[Records provided]
——————————

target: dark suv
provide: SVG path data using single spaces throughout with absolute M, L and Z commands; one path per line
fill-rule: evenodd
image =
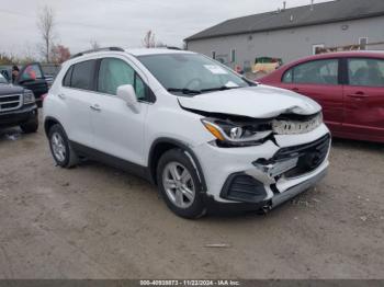
M 0 73 L 0 128 L 11 126 L 35 133 L 38 128 L 37 105 L 31 90 L 11 84 Z
M 12 82 L 10 66 L 0 67 L 0 73 L 9 82 Z M 52 83 L 52 78 L 45 77 L 42 66 L 38 62 L 32 62 L 21 67 L 19 76 L 13 81 L 13 84 L 24 87 L 33 92 L 38 107 L 42 107 L 42 96 L 48 92 L 49 83 Z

——————————

Please reproduce all of the data above, requests included, but leave out the pictures. Scale every coordinate in the path answers by 0.85, rounding each result to a whole number with halves going up.

[Full solution]
target: dark suv
provide: SVG path data using single spaces throughout with absolute M, L and Z commands; one path per line
fill-rule: evenodd
image =
M 0 62 L 0 109 L 9 107 L 30 113 L 32 109 L 31 89 L 26 77 L 9 71 Z
M 10 70 L 9 56 L 0 57 L 0 62 L 8 70 Z M 44 71 L 44 66 L 38 65 L 36 56 L 32 53 L 27 53 L 18 57 L 16 65 L 11 69 L 11 71 L 20 74 L 28 78 L 32 91 L 36 91 L 36 82 L 41 78 L 42 71 Z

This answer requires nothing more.